- Passage given:
If the quality matched the price that would be one thing. But we know the chassis quality does not come anywhere close to justify that retail price. The retail price has a doubled since JL reintroduced slot cars back around 1999. But so has Tomy.

But it seems all slot car prices have gotten out of control. Lifelike was up to close to $30 per car, Tomy is over $40. Browsing eBay shows me most people are asking crazy prices for new, older cars like Tyco and Rokar. It is very common to see Rokar and Tyco listed for $50-$80. I doubt there are takers at those prices. Collecting slot cars for me has almost grind to a halt due to the inflated prices.



cody6268 said:


> $2 is actually only $8.69 these days, according to the US Bureau of Labor Statistics Inflation Calculator!


 If you are comparing prices from the mid 1960s to today, that calculator is WAY off. I ususally multiply 1960 prices by 10 to get today's prices. Therefore a T-Jet at today's prices would be about $20. Go back to the 1960s - how many lawns did you have to cut to make $5? I remember a 9" straight cost 69 cents - we forget how much that was in the 60s. The Aurora Electric Lap Counter was $10; which was a fortune back then.



cody6268 said:


> Micro Scalextric offers four different cars for $10 each. I haven't tried any of them as to see performance, though. Too bad these are all goofy generics. They've never offered the Buggatis, Audis, Alfa Romeos, F1 cars, and Aston Martins as single cars. Those cars have only been in sets.


Unless you have a really good source, those new generic Microscalextrix cars are 10 British Pounds not $10, which is about $16 US. And it is a shame they only offer most cars in sets - and not in the US.



cody6268 said:


> AW's shipping is a whole different story. I once attempted to buy a few of their marked down cars that were like $10. I think it was around $10 or more just for two cars! I would be doing more business online if their shipping was realistic.


 I just decided to pick up the 6 Super III First Lap cars for my collection. The shipping was high but considering the cars were only $10, the shipping brought the per car price to only about $12.

As for buying AW cars to use? Too many chassis issues for me. And a lot of body deco choices are downright silly.

Thanks...Joe


----------



## Dslot (Sep 2, 2007)

*The More Things Change ...*

It's easy to get sticker shock looking at today's prices. But ask yourself, what would you have been _earning_ in the early '70s?

As I recall, the original A/FX cars were introduced in 1971 at around $3.99. Can anyone remember for sure? I know the Magnas were that much only a couple of years later.

According to the Bureau of Labor Statistics *Inflation Calculator*, the $3.99 that bought an AFX in 1971 is roughly the equivalent of *$23.02* in today's money. And Aurora was looking at _*tremendously*_ larger yearly sales than AW is today.

True, once the AFX came out, Aurora tried to move some fraction of the gazillion suddenly-unwanted Tjets it had in warehouses all over the world at $1.49 a car (plus a spare body on the same card). That's about $8.60 today. But that's a special situation; if AW had fifty years worth of chassis piled up today, it wouldn't be asking anything like its current prices, either.

All I'm saying is, it's not as simple as complaining that slot cars were $4 in the '70s, so $25 is a rip-off. We've been lucky to have JL/AW's affordable repro T-jets and AFXs all these years. In spite of graffiti, Tweetie-bird, and KISS big-rigs, we're still lucky. It's not their fault that inflation finally caught up with them.

-- D :wave:


----------



## HO2GO (Feb 21, 2015)

Dslot said:


> It's easy to get sticker shock looking at today's prices. But ask yourself, what would you have been _earning_ in the early '70s?
> 
> As I recall, the original A/FX cars were introduced in 1971 at around $3.99. Can anyone remember for sure? I know the Magnas were that much only a couple of years later.
> 
> ...


" It's not their fault inflation finally caught up with them. " No, and it's not our fault inflation has stuck with us like a shadow. So where does that leave us; with overpriced slot cars with inferior quality ! And that is not a good thing.  Tetsuo.


----------

- Material:

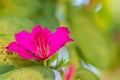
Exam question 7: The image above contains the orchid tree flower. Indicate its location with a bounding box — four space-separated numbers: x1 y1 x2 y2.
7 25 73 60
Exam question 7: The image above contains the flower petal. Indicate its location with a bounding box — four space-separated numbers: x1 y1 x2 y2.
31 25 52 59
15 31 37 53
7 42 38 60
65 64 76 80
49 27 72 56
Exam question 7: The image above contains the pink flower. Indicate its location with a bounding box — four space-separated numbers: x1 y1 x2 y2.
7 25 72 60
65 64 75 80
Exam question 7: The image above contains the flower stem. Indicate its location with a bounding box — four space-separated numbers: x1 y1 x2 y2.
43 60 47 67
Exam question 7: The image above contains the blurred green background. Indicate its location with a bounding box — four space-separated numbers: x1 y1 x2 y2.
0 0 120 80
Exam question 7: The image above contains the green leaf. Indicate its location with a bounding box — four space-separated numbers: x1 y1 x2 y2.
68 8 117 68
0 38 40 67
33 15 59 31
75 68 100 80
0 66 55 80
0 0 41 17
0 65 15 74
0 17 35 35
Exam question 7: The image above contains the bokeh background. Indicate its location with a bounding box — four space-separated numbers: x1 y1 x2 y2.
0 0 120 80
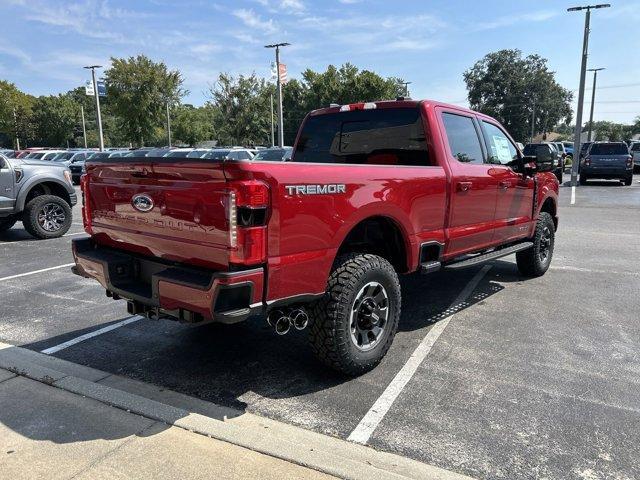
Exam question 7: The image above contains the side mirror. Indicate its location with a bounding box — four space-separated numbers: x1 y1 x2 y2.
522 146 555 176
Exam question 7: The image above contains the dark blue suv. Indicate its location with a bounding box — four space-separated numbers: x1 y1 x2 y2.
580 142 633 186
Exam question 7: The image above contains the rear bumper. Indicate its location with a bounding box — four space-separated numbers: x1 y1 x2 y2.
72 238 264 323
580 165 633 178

- Brief: Name every kind of car that the thread says Micro Scalextric has never sold as a single car.

- Solution to the problem: Buggatis, Audis, Alfa Romeos, F1 cars, Aston Martins